_DIRECTIVE:_
Rewrite the rows below with "Result should be" changed to "Output must be" and everything else left the same.

* begin DATA IN THIS EXERCISE *

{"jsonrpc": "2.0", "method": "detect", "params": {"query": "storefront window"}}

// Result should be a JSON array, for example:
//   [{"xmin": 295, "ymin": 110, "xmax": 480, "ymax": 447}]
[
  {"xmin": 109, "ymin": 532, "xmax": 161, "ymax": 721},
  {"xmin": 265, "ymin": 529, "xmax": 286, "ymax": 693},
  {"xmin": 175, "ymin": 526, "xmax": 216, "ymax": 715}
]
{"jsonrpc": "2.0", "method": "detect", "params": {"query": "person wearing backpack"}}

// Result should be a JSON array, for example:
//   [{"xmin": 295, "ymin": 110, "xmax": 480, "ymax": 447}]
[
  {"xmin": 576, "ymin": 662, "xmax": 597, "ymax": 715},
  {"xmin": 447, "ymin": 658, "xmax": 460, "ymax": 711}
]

* end DATA IN THIS EXERCISE *

_FINISHED EXERCISE:_
{"jsonrpc": "2.0", "method": "detect", "params": {"query": "storefront window"}}

// Output must be a JSON array, for example:
//   [{"xmin": 295, "ymin": 110, "xmax": 480, "ymax": 447}]
[
  {"xmin": 109, "ymin": 532, "xmax": 161, "ymax": 721},
  {"xmin": 265, "ymin": 529, "xmax": 286, "ymax": 693},
  {"xmin": 175, "ymin": 526, "xmax": 216, "ymax": 715}
]
{"jsonrpc": "2.0", "method": "detect", "params": {"query": "person wearing backpack"}}

// Output must be a JSON array, for example:
//   [{"xmin": 295, "ymin": 110, "xmax": 480, "ymax": 447}]
[
  {"xmin": 576, "ymin": 662, "xmax": 597, "ymax": 715},
  {"xmin": 447, "ymin": 658, "xmax": 460, "ymax": 711}
]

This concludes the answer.